Using the information -
[1] List every operation named in the post about "Hacksaw Ridge," each with the American casualty figure it is given there.
[2] Reproduce the part of the post about "Hacksaw Ridge" that starts at "Posted: November 18, 2016, 3:00pm" and ends at "the non-Trojan world?", with no changes.

Posted: November 18, 2016, 3:00pm
As an engineer, I spend most of my time on the southwest side of campus, but a few days ago I got the chance to tag along with a friend to see a screening of “Hacksaw Ridge” at the 365-seat Frank Sinatra Hall in the Eileen Norris Cinema Theatre (not located in the southwest side of campus) courtesy of CTCS-466: Theatrical Film Symposium. This course is open to all students and it’s one of the advantages of being a Trojan. Who doesn’t want to brag about seeing Hollywood’s biggest hits before they are released to the rest of the non-Trojan world?
The movie itself was thought provoking, and it forced me to think deeply about the immense cost of war that people have endured in the previous century. So, it’s a good thing that modern warfare has become increasingly less lethal, right? To explore this grave question objectively, I referred to the Defense Manpower Data Center (DMDC: dmdc.osd.mil) and found the number American casualties in the present Global War on Terror (GWOT):
Operation Freedom’s Sentinel 30
Operation Inherent Resolve 30
Operation Enduring Freedom 2346
Operation New Dawn 73
Operation Iraqi Freedom 4411
Comparing this with the 58,220 American casualties in Vietnam War does indeed suggest that modern warfare is less lethal. But let’s consider a different number: 4,398,000 – the number of living veterans of GWOT (source: va.gov). Not only does “Hacksaw Ridge” portray the horror of a battlefield, but also the lasting impact after soldiers return home. Undoubtedly, technology has transformed warfare to reduce casualties, however, there is a huge need for medical advancements to address mental illness. Approximately 20 veterans commit suicide each day. This is a problem statement for engineers and researchers who have traditionally worked on improving battlefield technologies. A future in which non-invasive neuro-imaging and anomaly detection algorithms are used to monitor health to prevent such tragic events is not inconceivable. But before the necessary breakthroughs occur, mental illness needs to become part of the problem statement.

Entries provided -
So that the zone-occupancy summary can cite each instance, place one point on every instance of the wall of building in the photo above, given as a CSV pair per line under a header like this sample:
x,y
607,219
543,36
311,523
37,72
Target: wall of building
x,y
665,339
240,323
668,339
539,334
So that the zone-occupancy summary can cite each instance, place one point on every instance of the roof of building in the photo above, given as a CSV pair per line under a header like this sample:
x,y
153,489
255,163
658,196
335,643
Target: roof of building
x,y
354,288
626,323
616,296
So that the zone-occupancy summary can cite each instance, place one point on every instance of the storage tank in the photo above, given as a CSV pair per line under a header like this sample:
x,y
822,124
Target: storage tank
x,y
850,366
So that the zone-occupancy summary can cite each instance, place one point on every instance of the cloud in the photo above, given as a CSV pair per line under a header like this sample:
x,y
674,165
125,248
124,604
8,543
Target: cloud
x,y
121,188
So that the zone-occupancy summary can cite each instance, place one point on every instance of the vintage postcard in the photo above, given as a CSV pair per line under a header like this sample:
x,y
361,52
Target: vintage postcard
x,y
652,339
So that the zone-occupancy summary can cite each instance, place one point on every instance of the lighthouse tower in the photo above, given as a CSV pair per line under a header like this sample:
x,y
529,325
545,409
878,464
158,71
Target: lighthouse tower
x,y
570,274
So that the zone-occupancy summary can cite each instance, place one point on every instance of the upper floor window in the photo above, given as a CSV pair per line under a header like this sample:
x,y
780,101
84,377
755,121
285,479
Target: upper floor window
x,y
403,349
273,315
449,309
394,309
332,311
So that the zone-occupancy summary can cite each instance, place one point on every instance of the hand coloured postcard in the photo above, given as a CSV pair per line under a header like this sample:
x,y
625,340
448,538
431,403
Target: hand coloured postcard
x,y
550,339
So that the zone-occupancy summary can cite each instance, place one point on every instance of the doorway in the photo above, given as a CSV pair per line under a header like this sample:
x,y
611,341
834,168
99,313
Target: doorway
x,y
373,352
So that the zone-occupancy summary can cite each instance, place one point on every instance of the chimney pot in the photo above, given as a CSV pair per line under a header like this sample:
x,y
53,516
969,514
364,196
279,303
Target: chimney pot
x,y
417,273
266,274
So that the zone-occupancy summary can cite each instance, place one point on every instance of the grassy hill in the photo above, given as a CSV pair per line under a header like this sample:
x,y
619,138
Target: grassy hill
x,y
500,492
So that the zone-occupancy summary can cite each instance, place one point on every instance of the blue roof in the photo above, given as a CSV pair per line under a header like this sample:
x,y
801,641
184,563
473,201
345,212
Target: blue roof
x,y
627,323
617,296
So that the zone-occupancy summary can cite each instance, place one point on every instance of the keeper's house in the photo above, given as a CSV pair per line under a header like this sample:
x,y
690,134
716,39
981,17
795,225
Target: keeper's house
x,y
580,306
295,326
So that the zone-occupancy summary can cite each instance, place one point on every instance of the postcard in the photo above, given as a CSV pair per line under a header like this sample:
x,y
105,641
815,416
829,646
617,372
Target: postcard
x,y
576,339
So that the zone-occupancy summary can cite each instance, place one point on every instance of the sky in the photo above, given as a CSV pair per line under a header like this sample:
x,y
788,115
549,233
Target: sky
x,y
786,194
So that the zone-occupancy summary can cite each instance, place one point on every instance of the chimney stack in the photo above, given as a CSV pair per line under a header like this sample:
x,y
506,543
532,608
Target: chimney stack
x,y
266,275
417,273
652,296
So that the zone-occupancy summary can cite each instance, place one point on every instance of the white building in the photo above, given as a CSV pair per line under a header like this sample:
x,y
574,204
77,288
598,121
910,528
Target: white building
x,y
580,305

...

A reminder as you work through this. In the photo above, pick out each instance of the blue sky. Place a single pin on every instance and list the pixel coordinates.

Expected outputs -
[1]
Operation Freedom's Sentinel: 30
Operation Inherent Resolve: 30
Operation Enduring Freedom: 2346
Operation New Dawn: 73
Operation Iraqi Freedom: 4411

[2]
Posted: November 18, 2016, 3:00pm
As an engineer, I spend most of my time on the southwest side of campus, but a few days ago I got the chance to tag along with a friend to see a screening of “Hacksaw Ridge” at the 365-seat Frank Sinatra Hall in the Eileen Norris Cinema Theatre (not located in the southwest side of campus) courtesy of CTCS-466: Theatrical Film Symposium. This course is open to all students and it’s one of the advantages of being a Trojan. Who doesn’t want to brag about seeing Hollywood’s biggest hits before they are released to the rest of the non-Trojan world?